- **Texte fourni**:
_ _ _ _ _ _ _

Ces définitions présentent cependant des difficultés : elles donnent un sens nouveaux à un mots anciens : — gnose et un sens ancien à un mot nouveau : — gnosticisme.

Par ailleurs, la définition très vague et très générale du mot gnose le rend presque inutilisable seul d'un point de vue historique[6].

Même chose en ce qui concerne l'utilisation du terme gnosticisme sans qualificatif : après l'avancée des traductions et des études, aucune définition ou typologie n'a pu faire consensus parmi les chercheurs, au point qu'il a été récemment suggéré d'abandonner le terme en tant que catégorie destinée à caractériser et rassembler des mouvements et textes antiques[7].

_ _ _ _ _ _ _

- **Données extraites**:

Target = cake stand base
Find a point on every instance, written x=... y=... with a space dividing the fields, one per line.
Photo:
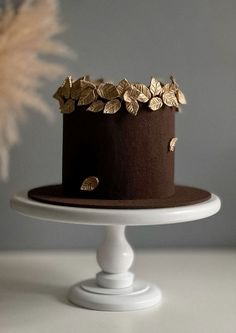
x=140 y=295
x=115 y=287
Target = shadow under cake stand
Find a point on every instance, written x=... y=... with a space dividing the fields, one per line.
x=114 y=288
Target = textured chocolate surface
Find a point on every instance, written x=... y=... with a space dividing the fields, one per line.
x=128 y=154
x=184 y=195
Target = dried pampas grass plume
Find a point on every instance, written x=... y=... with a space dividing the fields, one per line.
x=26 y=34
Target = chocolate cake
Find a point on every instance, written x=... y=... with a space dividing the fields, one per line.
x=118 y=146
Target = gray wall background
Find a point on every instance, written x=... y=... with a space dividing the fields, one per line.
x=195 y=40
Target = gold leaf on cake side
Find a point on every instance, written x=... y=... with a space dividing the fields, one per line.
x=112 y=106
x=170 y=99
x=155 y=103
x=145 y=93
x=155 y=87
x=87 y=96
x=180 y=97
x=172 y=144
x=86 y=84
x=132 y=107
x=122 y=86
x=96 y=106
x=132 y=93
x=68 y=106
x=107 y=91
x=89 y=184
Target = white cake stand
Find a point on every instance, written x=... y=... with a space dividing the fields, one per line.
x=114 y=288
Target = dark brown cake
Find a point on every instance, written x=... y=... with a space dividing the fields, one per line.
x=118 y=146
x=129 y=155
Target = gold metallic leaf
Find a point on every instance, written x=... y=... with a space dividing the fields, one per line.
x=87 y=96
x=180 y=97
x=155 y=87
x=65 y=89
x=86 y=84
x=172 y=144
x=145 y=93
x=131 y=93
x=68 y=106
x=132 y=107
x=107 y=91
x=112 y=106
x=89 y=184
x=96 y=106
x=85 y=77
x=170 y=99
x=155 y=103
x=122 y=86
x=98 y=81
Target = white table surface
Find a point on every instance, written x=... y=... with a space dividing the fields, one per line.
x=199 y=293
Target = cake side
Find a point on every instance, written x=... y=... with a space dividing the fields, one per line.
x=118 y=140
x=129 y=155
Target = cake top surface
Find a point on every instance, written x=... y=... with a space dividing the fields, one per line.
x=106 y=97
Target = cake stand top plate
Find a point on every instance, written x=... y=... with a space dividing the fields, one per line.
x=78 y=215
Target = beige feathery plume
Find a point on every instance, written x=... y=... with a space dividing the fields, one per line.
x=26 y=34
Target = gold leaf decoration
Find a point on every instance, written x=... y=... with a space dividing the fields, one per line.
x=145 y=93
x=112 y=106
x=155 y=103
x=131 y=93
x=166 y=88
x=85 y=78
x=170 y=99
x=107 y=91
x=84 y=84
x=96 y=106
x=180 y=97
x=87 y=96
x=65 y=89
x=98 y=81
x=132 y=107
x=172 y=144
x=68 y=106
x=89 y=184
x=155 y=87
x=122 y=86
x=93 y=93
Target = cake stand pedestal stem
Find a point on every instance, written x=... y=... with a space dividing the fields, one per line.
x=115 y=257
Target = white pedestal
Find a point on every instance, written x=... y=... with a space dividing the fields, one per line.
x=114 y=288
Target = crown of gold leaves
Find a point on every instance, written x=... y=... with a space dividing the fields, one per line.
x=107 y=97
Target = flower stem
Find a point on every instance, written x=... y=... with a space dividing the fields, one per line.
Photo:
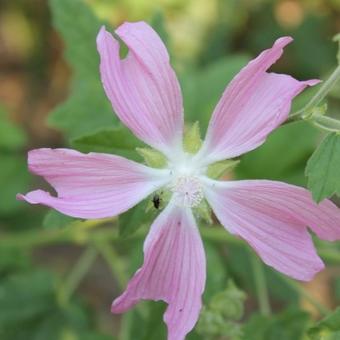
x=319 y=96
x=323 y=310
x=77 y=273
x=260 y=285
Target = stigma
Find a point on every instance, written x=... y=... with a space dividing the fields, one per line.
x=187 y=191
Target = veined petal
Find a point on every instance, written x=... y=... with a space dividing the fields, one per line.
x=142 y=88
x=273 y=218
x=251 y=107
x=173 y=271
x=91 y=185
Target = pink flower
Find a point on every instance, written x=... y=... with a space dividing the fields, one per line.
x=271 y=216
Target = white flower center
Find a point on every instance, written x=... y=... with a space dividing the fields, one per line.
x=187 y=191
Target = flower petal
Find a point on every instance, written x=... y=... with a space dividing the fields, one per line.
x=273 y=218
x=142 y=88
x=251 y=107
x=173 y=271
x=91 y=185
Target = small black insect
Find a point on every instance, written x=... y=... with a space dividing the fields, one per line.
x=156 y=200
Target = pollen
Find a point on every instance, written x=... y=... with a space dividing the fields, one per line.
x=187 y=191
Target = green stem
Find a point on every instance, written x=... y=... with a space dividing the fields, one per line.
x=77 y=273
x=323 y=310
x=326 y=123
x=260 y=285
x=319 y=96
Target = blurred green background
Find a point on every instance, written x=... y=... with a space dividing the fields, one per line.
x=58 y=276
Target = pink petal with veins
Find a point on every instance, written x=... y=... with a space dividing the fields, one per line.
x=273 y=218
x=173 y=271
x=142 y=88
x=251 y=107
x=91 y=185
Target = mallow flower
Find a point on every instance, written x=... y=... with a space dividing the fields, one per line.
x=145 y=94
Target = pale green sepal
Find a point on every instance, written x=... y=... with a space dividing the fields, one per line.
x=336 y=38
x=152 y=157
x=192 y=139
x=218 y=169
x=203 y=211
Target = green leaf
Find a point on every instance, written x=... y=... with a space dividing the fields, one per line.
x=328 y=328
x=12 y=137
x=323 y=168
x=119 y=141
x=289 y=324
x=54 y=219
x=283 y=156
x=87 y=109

_ _ _ _ _ _ _

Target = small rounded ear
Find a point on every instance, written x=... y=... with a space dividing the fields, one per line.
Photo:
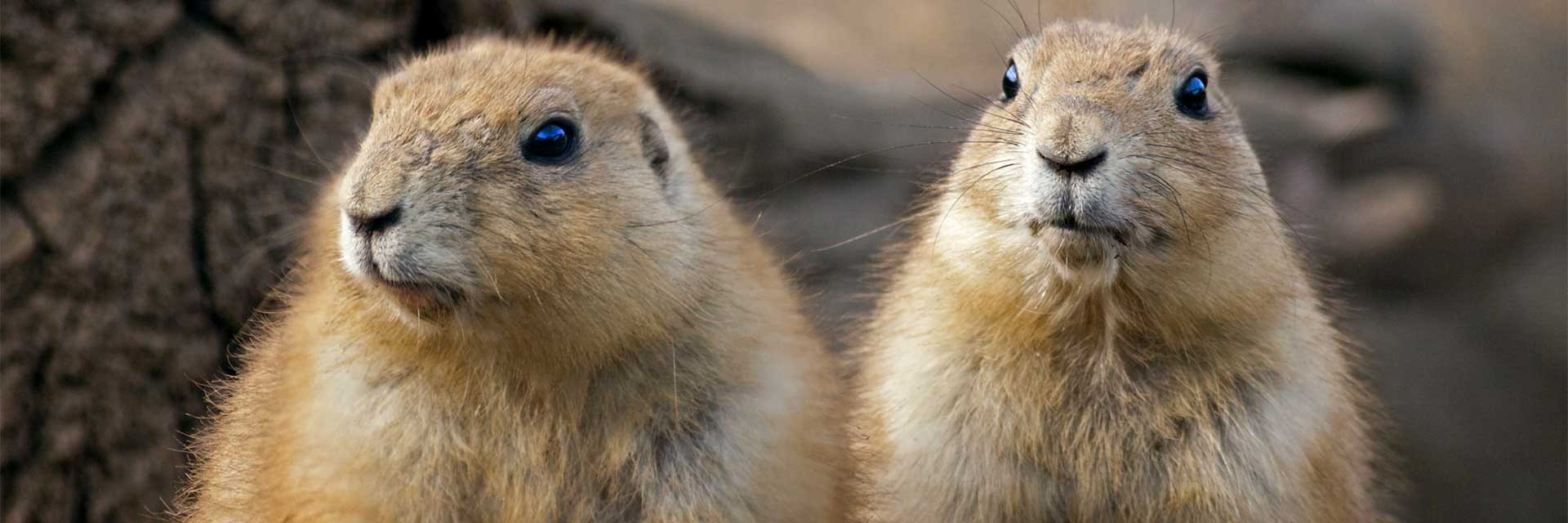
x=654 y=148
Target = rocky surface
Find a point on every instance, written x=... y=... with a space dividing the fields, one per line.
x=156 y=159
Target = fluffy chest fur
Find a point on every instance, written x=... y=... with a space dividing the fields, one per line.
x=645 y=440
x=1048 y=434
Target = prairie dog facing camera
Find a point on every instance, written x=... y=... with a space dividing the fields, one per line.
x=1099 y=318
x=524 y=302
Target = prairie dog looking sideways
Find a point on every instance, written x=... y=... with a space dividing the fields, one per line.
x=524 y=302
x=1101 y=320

_ _ _ _ _ _ _

- **À faire**:
(1) Dans le texte sur la gnose et le gnosticisme, qu'a-t-on récemment suggéré de faire du terme gnosticisme ?
(2) Prolongez, s'il vous plaît, le texte sur la gnose et le gnosticisme à la suite de sa dernière phrase.

- **Réponses**:
(1) De l'abandonner en tant que catégorie destinée à caractériser et rassembler des mouvements et textes antiques.

(2)
Louis Painchaud exprime la problématique en ces termes : « Il faut admettre avec Michael Williams qu’en tant que construction typologique, le concept de "gnosticisme" échoue à rendre compte du contenu de la plupart des textes dits "gnostiques". Sa principale fonction, en termes de catégorisation, est de créer une catégorie "gnosticisme" à côté de la catégorie "christianisme", et par là-même une distinction artificielle entre un ensemble de phénomènes dits "gnostiques" et un ensemble de phénomènes dits "chrétiens" qui différeraient les uns des autres par essence. En fait, cette construction savante, abandonnée depuis longtemps en Europe centrale, pourrait bien être en grande partie la transposition dans le domaine critique d’un outil polémique mis au point par certains chrétiens du IIe siècle pour en combattre d’autres. »[8].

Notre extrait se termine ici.